## Input material
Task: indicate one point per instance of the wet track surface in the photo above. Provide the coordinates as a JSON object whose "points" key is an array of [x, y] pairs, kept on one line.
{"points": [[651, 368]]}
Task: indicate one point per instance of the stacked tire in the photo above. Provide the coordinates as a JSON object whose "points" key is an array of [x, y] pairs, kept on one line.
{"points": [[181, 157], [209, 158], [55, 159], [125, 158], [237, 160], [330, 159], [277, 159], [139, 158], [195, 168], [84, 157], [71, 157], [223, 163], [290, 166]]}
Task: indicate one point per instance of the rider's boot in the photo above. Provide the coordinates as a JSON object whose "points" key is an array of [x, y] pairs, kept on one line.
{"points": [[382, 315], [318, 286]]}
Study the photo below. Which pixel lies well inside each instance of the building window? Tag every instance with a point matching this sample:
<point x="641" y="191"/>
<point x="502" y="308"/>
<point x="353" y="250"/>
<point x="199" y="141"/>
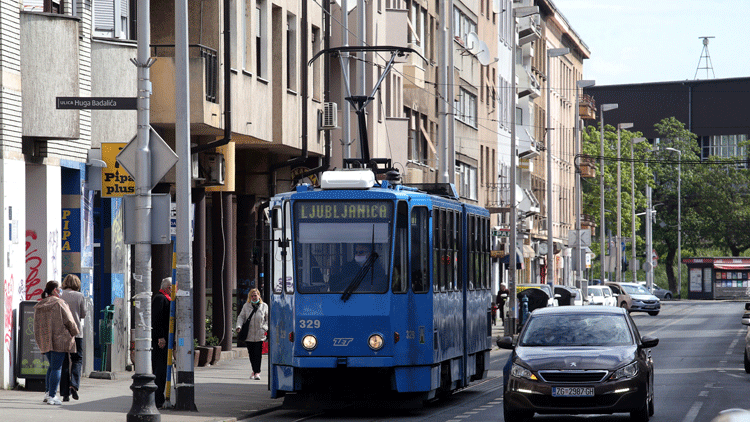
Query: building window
<point x="110" y="17"/>
<point x="291" y="52"/>
<point x="260" y="39"/>
<point x="467" y="108"/>
<point x="468" y="180"/>
<point x="462" y="26"/>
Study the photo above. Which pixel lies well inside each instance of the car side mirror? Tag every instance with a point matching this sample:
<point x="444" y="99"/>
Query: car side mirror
<point x="505" y="343"/>
<point x="649" y="342"/>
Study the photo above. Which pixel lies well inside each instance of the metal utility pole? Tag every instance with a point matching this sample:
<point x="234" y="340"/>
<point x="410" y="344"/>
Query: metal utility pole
<point x="184" y="349"/>
<point x="584" y="83"/>
<point x="602" y="109"/>
<point x="144" y="407"/>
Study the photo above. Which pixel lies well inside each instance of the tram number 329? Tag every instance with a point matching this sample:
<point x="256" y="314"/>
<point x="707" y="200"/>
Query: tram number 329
<point x="309" y="323"/>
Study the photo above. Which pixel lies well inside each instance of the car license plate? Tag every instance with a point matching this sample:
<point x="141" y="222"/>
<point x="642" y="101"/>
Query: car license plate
<point x="572" y="391"/>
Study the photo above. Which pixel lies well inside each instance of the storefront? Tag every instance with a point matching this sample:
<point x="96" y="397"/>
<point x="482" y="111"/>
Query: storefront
<point x="718" y="278"/>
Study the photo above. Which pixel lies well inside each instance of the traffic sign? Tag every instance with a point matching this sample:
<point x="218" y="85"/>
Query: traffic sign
<point x="96" y="103"/>
<point x="585" y="237"/>
<point x="162" y="157"/>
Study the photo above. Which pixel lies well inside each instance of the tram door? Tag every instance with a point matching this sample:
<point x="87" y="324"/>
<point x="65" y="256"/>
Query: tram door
<point x="418" y="307"/>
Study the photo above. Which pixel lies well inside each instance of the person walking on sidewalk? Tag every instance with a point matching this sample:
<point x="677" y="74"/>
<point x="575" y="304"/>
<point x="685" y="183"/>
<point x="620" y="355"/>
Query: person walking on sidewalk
<point x="71" y="370"/>
<point x="159" y="335"/>
<point x="54" y="330"/>
<point x="253" y="320"/>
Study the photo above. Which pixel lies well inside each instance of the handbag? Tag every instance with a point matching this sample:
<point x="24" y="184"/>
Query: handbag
<point x="242" y="336"/>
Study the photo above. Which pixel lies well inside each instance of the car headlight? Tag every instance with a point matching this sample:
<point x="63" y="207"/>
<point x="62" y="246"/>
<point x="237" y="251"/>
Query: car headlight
<point x="309" y="342"/>
<point x="627" y="371"/>
<point x="375" y="342"/>
<point x="519" y="371"/>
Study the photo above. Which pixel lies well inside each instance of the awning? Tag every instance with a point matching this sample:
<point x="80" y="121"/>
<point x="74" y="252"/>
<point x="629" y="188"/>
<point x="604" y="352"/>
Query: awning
<point x="732" y="267"/>
<point x="519" y="259"/>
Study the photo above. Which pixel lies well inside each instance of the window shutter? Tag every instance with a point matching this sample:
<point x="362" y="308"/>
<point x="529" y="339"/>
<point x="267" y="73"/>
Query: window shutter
<point x="33" y="5"/>
<point x="104" y="18"/>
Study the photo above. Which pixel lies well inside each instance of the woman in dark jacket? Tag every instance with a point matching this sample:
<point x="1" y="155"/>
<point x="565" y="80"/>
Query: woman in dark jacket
<point x="54" y="332"/>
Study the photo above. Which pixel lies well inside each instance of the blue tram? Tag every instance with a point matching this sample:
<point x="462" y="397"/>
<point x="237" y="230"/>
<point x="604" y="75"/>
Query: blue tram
<point x="378" y="288"/>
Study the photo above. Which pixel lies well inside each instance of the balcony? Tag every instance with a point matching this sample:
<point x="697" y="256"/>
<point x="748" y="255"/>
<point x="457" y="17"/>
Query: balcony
<point x="205" y="112"/>
<point x="527" y="83"/>
<point x="587" y="107"/>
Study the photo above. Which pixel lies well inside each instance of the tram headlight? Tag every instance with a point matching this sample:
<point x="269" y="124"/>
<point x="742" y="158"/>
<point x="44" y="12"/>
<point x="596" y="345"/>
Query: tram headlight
<point x="375" y="342"/>
<point x="309" y="342"/>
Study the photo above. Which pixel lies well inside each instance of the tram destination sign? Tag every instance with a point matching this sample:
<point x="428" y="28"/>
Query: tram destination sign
<point x="96" y="103"/>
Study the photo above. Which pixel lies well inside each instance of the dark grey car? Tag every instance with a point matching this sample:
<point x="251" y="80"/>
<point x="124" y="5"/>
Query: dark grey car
<point x="579" y="360"/>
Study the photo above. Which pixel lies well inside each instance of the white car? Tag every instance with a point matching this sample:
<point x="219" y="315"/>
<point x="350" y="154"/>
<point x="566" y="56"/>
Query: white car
<point x="601" y="295"/>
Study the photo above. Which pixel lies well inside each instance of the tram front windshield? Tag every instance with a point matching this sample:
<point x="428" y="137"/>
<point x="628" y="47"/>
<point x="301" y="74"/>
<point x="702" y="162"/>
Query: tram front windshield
<point x="342" y="246"/>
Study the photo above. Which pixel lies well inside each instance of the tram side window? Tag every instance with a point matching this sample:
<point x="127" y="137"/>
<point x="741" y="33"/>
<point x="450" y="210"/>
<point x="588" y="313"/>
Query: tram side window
<point x="470" y="252"/>
<point x="400" y="283"/>
<point x="420" y="243"/>
<point x="436" y="223"/>
<point x="450" y="251"/>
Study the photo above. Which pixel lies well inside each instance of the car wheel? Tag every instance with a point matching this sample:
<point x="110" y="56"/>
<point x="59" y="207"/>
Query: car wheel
<point x="510" y="414"/>
<point x="642" y="414"/>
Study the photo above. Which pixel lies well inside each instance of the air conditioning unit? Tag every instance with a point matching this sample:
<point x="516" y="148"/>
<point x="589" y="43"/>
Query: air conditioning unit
<point x="211" y="169"/>
<point x="330" y="117"/>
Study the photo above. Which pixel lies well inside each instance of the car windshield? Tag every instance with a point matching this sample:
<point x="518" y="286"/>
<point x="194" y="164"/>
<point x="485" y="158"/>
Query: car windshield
<point x="635" y="290"/>
<point x="577" y="330"/>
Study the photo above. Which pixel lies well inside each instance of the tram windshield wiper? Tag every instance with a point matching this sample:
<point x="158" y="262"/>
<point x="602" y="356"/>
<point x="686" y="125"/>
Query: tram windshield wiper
<point x="357" y="280"/>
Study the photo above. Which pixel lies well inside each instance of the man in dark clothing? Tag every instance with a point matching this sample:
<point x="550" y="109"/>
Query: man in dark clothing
<point x="500" y="300"/>
<point x="159" y="335"/>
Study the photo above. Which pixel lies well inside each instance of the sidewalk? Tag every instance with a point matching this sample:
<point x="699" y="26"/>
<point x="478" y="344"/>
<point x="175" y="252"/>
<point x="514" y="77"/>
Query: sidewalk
<point x="223" y="392"/>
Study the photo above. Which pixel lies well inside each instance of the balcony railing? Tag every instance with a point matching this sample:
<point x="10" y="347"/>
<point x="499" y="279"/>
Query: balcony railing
<point x="210" y="62"/>
<point x="498" y="197"/>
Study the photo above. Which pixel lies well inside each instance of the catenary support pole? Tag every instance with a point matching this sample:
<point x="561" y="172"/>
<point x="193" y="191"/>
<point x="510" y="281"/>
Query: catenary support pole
<point x="143" y="407"/>
<point x="184" y="349"/>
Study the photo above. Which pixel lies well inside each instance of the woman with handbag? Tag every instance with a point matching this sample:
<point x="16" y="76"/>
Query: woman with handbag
<point x="252" y="326"/>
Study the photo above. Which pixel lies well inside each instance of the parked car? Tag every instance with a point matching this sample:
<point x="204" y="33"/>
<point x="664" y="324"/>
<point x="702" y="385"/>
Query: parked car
<point x="568" y="295"/>
<point x="551" y="297"/>
<point x="578" y="360"/>
<point x="601" y="295"/>
<point x="635" y="298"/>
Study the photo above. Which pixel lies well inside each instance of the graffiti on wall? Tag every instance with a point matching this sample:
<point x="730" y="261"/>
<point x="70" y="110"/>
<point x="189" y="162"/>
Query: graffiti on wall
<point x="33" y="264"/>
<point x="8" y="317"/>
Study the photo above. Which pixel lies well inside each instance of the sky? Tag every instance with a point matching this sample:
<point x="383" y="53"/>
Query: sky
<point x="641" y="41"/>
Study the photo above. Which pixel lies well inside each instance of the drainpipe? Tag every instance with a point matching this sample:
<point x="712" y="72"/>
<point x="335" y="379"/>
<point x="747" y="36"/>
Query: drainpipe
<point x="227" y="89"/>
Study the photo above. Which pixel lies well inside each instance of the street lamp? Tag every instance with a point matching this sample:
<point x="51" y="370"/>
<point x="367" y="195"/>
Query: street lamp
<point x="552" y="52"/>
<point x="632" y="204"/>
<point x="679" y="219"/>
<point x="510" y="325"/>
<point x="602" y="109"/>
<point x="618" y="242"/>
<point x="584" y="83"/>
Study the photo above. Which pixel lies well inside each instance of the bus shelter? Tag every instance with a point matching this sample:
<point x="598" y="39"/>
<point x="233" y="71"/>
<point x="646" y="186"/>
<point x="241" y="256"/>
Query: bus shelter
<point x="718" y="278"/>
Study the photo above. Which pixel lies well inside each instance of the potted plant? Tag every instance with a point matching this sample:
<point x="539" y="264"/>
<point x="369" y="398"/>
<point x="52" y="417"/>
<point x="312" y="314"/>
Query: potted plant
<point x="196" y="352"/>
<point x="213" y="341"/>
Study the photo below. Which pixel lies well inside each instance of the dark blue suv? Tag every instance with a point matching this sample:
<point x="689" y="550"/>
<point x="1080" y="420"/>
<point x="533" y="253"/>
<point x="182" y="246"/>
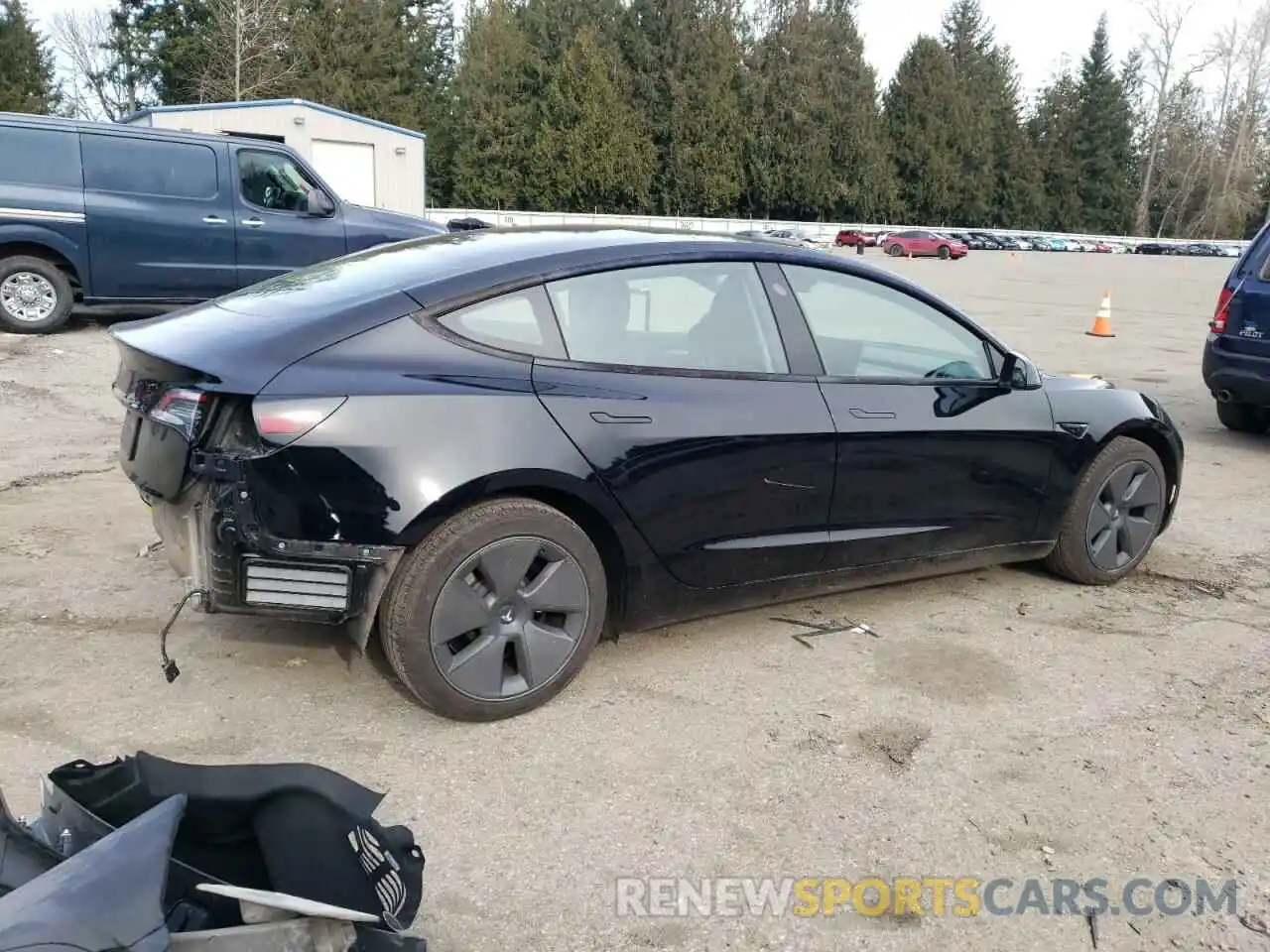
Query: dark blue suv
<point x="121" y="214"/>
<point x="1237" y="350"/>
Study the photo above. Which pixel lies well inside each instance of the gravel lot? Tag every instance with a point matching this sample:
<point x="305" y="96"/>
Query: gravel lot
<point x="1003" y="724"/>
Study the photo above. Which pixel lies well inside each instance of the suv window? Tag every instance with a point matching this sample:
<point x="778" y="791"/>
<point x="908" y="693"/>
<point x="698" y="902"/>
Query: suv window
<point x="40" y="158"/>
<point x="866" y="329"/>
<point x="698" y="316"/>
<point x="520" y="321"/>
<point x="146" y="167"/>
<point x="273" y="181"/>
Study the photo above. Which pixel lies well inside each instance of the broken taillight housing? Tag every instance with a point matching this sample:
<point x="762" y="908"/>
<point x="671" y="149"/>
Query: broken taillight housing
<point x="282" y="420"/>
<point x="1223" y="303"/>
<point x="181" y="409"/>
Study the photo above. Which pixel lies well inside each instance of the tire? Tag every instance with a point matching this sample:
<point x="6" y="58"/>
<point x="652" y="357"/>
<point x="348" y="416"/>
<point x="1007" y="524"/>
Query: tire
<point x="1072" y="557"/>
<point x="413" y="607"/>
<point x="1242" y="417"/>
<point x="42" y="277"/>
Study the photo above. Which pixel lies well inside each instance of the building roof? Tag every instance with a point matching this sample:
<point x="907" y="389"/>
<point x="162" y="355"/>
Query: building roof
<point x="258" y="103"/>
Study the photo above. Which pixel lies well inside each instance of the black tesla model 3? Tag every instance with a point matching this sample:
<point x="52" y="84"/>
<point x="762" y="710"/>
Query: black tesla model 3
<point x="502" y="443"/>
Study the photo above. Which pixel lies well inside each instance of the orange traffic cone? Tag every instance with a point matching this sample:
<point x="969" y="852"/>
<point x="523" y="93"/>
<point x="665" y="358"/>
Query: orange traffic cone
<point x="1102" y="320"/>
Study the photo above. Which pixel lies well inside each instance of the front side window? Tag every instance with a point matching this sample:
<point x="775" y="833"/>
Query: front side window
<point x="698" y="316"/>
<point x="272" y="180"/>
<point x="869" y="330"/>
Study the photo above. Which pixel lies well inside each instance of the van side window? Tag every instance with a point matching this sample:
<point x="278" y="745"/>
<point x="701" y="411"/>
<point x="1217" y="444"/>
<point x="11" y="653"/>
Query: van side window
<point x="273" y="181"/>
<point x="149" y="167"/>
<point x="40" y="158"/>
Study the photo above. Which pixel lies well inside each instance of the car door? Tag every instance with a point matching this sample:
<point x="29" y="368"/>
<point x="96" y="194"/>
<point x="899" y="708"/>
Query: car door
<point x="160" y="218"/>
<point x="935" y="456"/>
<point x="677" y="391"/>
<point x="282" y="221"/>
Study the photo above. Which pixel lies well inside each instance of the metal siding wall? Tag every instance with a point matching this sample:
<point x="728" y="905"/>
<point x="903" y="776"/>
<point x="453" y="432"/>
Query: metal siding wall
<point x="399" y="179"/>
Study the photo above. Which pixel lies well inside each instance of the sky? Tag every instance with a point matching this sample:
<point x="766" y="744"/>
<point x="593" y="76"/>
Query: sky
<point x="1039" y="32"/>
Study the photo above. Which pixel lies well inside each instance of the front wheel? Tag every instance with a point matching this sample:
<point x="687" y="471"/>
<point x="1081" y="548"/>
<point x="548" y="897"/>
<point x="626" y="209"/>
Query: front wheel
<point x="1112" y="517"/>
<point x="36" y="298"/>
<point x="1242" y="417"/>
<point x="494" y="612"/>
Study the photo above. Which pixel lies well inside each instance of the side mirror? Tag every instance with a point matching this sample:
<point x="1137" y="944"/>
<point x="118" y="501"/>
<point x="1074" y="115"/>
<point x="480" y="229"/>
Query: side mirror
<point x="1008" y="370"/>
<point x="320" y="204"/>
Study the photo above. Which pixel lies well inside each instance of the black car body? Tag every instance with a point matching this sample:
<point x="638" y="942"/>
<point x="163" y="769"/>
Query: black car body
<point x="681" y="402"/>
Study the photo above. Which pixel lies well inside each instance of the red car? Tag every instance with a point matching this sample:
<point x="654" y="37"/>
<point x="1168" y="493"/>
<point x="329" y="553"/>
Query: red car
<point x="849" y="238"/>
<point x="925" y="244"/>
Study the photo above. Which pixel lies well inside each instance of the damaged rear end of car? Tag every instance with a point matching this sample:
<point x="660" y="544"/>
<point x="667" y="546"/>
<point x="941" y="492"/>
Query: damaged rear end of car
<point x="254" y="524"/>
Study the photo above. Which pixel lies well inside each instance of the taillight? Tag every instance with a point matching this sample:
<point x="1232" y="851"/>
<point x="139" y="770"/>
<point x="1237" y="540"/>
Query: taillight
<point x="182" y="409"/>
<point x="1223" y="303"/>
<point x="281" y="420"/>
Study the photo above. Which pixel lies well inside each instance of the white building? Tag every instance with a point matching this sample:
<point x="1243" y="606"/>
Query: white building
<point x="366" y="162"/>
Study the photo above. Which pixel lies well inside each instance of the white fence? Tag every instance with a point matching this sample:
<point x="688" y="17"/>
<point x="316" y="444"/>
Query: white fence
<point x="818" y="231"/>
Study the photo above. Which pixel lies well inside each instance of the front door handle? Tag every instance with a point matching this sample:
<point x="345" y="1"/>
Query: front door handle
<point x="601" y="416"/>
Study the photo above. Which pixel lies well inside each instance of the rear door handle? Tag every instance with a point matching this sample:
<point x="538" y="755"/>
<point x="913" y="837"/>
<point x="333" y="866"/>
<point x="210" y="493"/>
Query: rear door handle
<point x="601" y="416"/>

## Required action
Every line above that holds the string "below" should be returned.

## Task solution
Study the photo below. Which pixel lies well inside each instance of the building window? Tag every instance with a point matching this sample:
Study the photo below. Which pixel lies well inside each instance of the dark blue suv? Tag every instance with a point matching this sample:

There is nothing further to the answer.